▸ What is asked: Pull out every line below that contains the string "window". Case counts.
----
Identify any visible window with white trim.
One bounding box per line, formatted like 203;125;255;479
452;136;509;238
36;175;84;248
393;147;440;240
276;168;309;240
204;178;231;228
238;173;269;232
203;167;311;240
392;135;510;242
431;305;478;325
----
▸ Answer to the exercise:
Identify any visible window with white trim.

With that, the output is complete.